— Start of MATERIAL TO PROCESS —

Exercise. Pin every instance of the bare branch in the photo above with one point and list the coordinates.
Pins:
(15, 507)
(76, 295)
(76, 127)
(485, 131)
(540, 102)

— End of MATERIAL TO PROCESS —

Report every line of the records that contains the word "photo", copying each such line in full.

• _CORRECT RESULT_:
Exercise. Pin every instance of the bare branch in the photo above with one point and list the coordinates.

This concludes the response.